Coron, officially the Municipality of Coron (),  is a 1st class municipality in the province of Palawan, Philippines. According to the 2020 census, it has a population of 65,855 people.

The main population center of the municipality is composed of Poblacion barangays 1 to 6, where the Municipal Building, the Municipal Legislative Building, and the Judicial Hall of the Municipal Circuit Trial Court are located. Its fiesta is held annually on August 28 in honor of Saint Augustine. It is the commercial capital of the Calamian Islands.

The municipality is home to the Coron Island Natural Biotic Area, which is listed in the natural category of the UNESCO World Heritage Tentative List.

History
The Calamianes Islands were originally inhabited by the Tagbanuas, Calmiananen, and Cuyonon tribes.

Oral history tells that the Datu Macanas ruled the entire Busuanga Island where present-day Coron town lies. Early on Spanish exploration of the islands, Fray de la Concepcion took note of the friendliness of the people of Busuanga Island and the ferocity of the Tagbanua tribe living in Coron Island.

In this area of the Calamianes, the first permanent Spanish settlement was Culion. Coron was a mere visita of Culion at that time. A fort and church were built in Libis, Culion around 1670 by the Spaniards as part of the defenses (along with Cuyo, Taytay, and Linapacan) against the Muslim raids. This became a settlement for migrants to the Calamianes. Don Nicolas Manlavi a Cuyonon served several years in Spanish Galleons, and an Ilonggo from Jaro, Ilo-ilo named Claudio Sandoval later wed Nicolas' only daughter Evarista. The Sandoval clan of the Calamianes came from this union. It was Don Nicolas Manlavi who established the first settlement in Coron which was initially at Banuang Lague (old town) in present-day Banuang Daan in Coron Island. The town center was then again moved to present-day Maquinit and later on, it was finally established in present-day Bancuang in Barangay 5 where a good water source was found.

- Task set -
1) Answer these questions about the Coron text:
(a) What population did the 2020 census record for Coron?
(b) On what date is the town's fiesta held, and in whose honor?
(c) Who established the first settlement in Coron?
2) Can you carry on the account of Coron's history from its last sentence?

- Supplied data -
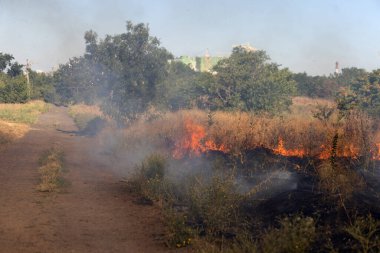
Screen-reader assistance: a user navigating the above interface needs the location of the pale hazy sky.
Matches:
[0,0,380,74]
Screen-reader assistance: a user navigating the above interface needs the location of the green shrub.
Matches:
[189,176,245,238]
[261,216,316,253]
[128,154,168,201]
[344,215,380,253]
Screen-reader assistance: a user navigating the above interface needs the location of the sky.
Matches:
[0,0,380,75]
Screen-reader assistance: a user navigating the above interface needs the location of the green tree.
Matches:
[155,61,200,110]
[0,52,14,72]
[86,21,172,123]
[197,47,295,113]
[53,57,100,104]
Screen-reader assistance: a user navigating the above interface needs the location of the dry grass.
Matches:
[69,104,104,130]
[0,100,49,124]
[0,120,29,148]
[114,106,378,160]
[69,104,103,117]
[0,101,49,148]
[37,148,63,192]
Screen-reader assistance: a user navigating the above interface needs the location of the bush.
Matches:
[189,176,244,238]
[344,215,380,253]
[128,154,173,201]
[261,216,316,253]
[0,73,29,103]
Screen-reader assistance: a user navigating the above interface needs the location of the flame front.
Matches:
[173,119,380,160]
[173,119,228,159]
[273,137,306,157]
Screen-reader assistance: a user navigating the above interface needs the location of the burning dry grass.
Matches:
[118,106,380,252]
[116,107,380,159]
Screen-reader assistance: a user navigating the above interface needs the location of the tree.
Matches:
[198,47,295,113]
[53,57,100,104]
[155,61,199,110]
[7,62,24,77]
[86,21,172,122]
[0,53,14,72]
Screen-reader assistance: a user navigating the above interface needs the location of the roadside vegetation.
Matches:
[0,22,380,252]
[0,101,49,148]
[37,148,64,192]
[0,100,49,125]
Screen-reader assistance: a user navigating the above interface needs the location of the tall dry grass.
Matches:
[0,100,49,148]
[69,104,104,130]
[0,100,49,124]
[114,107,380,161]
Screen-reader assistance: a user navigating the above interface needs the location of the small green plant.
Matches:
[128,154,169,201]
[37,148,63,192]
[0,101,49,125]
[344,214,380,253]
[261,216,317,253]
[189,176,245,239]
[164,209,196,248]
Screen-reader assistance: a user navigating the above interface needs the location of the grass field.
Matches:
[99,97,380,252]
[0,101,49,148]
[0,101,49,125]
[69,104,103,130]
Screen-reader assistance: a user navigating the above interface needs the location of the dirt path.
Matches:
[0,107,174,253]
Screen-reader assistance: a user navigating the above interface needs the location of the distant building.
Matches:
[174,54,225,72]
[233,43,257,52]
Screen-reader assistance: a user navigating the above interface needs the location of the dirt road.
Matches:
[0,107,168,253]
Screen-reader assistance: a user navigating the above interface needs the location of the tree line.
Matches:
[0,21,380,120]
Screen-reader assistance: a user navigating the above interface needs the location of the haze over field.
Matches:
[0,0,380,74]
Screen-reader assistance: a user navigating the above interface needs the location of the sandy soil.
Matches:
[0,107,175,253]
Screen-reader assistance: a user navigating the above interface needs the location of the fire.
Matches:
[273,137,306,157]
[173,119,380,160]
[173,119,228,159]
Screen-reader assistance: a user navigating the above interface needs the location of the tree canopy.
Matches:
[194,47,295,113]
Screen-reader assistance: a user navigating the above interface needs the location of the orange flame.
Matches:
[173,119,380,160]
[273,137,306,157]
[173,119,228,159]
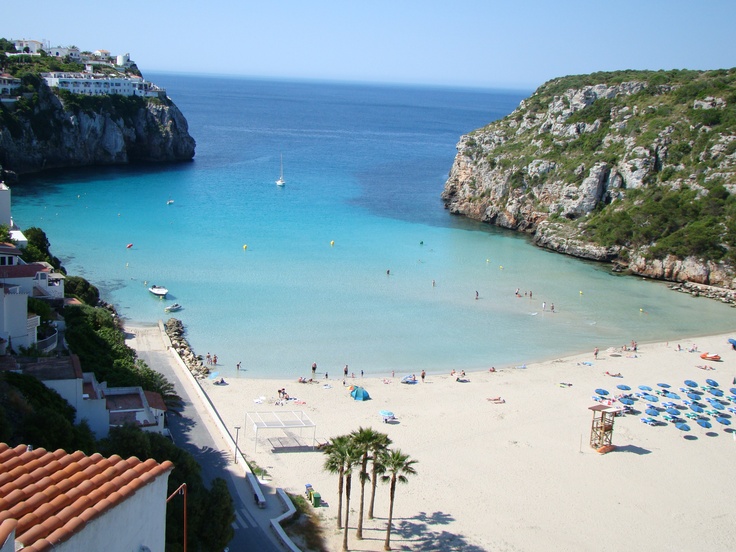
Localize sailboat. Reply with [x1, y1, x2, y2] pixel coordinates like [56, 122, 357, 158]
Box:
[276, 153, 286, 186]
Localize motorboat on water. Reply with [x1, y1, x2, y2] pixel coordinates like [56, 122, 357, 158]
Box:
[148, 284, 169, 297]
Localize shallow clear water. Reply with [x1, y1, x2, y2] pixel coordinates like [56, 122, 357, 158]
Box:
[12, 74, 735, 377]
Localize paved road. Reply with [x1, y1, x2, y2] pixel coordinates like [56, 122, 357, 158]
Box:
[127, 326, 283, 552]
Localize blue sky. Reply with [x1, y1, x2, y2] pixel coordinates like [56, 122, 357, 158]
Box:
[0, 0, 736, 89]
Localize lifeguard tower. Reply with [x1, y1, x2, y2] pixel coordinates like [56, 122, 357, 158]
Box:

- Responses for each task -
1)
(a) 65,855 people.
(b) August 28, in honor of Saint Augustine.
(c) Don Nicolas Manlavi.

2)
Late in the 1890s, an American naturalist, Dean Worcester, journeyed through the Calamianes collecting specimens and stayed briefly in Culion. At the turn of the century, he was appointed part of the First Philippine Commission, becoming the Secretary of the Interior. He recommended Culion as the Philippine Leper Colony. This act forced the transfer of the Sandoval clan in 1900 to the various barrios of what is now Coron and Busuanga. The Coron town was settled by the family of Claudio Sandoval, and the other Sandovals settled in what is now Bintuan, Salvacion, Concepcion, and Old Busuanga.

In 1950, the town of Busuanga was created from the barrios of Concepcion, Salvacion, Busuanga, New Busuanga, Buluang, Quezon, Calawit, and Cheey which used to belong to Coron. In 1954, the islands of Linapacan, Cabunlaoan, Niangalao, Decabayotot, Calibanbangan, Pical, and Barangonan were separated from Coron to form the town of Linapacan.

Geography
The municipality of Busuanga comprises the western part of Busuanga Island, while Coron comprises the eastern part of Busuanga Island, all of Coron Island and about 50 other minor islets stretching as far as Tara Island in the north-east and Canipo Island in the south.  All these islands are part of the Calamian Archipelago in northern Palawan that separates the South China Sea from the Sulu Sea.

Barangays
Coron is politically subdivided into 23 barangays.

Climate

Demographics

In the 2020 census, the population of Coron, Palawan, was 65,855 people, with a density of .

Economy

The main industries of Coron are fishing and tourism. Former industries include manganese mining at Singay Mines in Barangay San Nicolas during the Japanese Occupation period. This was followed by the fishing industry boom during the 1970s up to the 1990s which gradually dwindled due to illegal blast and sodium cyanide fishing. The rattan and basket-weaving industry which also gradually declined during the same period due to the ensuing depletion of raw materials.

Currently tourism is the top industry in Coron due to local beaches, dive sites, and other natural tourist spots. A dozen sunken Japanese warships at depths between  off Coron Island is a diving destination, listed in Forbes Traveler Magazine’s top 10 best scuba diving sites in the world. A description of the diving highlights in 2021 is provided by Dive the World.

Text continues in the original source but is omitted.